- [Written request]: According to the text about KMFDM's Xtort album, how many copies did the album sell?

- [Text]:
June 1996 saw the release of the greatest industrial album ever released. That was KMFDM’s Xtort album, dedicated to the late Wax Trax! co-founder, Jim Nash. It’s hard to exactly call KMFDM an “industrial band,” considering that founder Sascha Konietzko had something else in mind what he would consider “industrial” music.
The album sold over 200,000 copies, and yet according to the liner notes of the 2007 CD reissue,
“[Xtort] brought KMFDM their highest chart position ever, breaking Billboard Top 100, an achievement which Sashca emphatically describes as: '‘truly meaningless.’”1
According to Konietzko’s feelings at the time,
“I hated all the attention, interviews, photo shoots, etc. It seemed to dilute the directness of what I had in mind, ruining the ‘underground cred’ I had been working so hard to establish. I consider myself now faced with the challenge of undoing what had happened, I wanted to throw a wrench into our own system.”2
Konietzko is no stranger to underground music. He came from the German art world and saw KMFDM as an act rather than a traditional band.
In Jon Wiederhorn’s words for the Rolling Stone magazine at the time,
“KMFDM have evolved from an obscure concrete-bashing, art-terrorist outfit to a state-of-the-art industrial-rock band.”3
And with big ambitions,
“Xtort has the potential to be this year's Pretty Hate Machine.”

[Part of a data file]
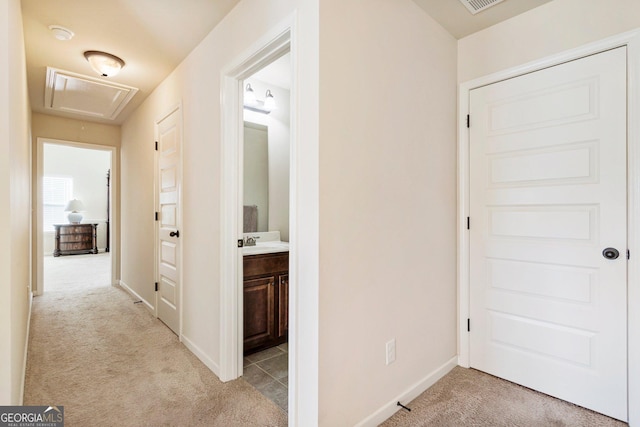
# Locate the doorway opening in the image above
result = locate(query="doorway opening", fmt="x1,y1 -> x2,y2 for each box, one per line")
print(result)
34,138 -> 116,295
239,52 -> 291,411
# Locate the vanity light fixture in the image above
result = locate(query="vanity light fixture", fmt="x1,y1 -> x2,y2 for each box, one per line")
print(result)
49,25 -> 75,41
84,50 -> 124,77
243,83 -> 277,114
244,83 -> 258,106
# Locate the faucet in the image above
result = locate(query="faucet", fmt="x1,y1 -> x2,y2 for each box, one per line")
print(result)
244,236 -> 260,246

- [Expected answer]: Over 200,000 copies.